Material for this task
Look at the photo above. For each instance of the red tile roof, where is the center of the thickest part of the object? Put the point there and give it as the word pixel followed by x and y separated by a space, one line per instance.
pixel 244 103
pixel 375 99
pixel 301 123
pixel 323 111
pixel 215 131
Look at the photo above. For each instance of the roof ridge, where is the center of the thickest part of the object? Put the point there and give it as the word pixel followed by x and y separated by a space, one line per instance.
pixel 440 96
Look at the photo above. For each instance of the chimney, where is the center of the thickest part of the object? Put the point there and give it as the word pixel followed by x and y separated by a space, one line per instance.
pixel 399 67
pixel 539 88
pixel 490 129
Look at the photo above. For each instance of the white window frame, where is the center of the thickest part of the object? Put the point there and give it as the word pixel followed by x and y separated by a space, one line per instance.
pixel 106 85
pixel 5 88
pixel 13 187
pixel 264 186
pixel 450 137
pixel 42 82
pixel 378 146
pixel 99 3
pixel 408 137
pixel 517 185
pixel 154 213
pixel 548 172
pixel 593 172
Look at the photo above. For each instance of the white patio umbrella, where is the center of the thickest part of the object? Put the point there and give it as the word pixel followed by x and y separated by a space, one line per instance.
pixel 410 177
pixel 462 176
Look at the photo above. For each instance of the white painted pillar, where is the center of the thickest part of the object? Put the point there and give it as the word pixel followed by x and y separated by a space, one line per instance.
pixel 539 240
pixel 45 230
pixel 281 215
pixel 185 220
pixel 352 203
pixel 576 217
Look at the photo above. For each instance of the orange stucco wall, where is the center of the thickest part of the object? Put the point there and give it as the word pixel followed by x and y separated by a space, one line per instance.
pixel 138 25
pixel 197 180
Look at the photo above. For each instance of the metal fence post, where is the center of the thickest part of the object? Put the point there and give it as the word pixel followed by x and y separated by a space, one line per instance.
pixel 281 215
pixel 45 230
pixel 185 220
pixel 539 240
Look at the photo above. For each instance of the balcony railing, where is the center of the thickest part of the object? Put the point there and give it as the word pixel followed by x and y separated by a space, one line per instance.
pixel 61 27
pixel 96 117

Problem description
Reproduce the data from the line with "the chimney, where" to the line with "pixel 462 176", with "patio umbrella" changed to "garden umbrella" and nothing else altered.

Task result
Look at the photo above. For each instance of the chimney, where is the center of the thickest part of the object? Put the point there and give it as the word pixel followed by x and y separated by a space, one line per instance.
pixel 399 67
pixel 539 88
pixel 490 129
Look at the photo above. For each instance of the white window frame, where is the center of the thickest part of the object? Put the point there and give it as the word pixel followed by x and y separated by a space, one line per instance.
pixel 106 85
pixel 5 88
pixel 13 187
pixel 264 186
pixel 450 137
pixel 42 82
pixel 378 146
pixel 99 3
pixel 408 137
pixel 517 185
pixel 154 213
pixel 548 172
pixel 593 172
Look at the photo above. For each instance of the white garden umbrella, where is the center of the thickest part of the object? Put the point there and give it as the word pixel followed by x and y separated by a space, one line per instance.
pixel 410 177
pixel 462 176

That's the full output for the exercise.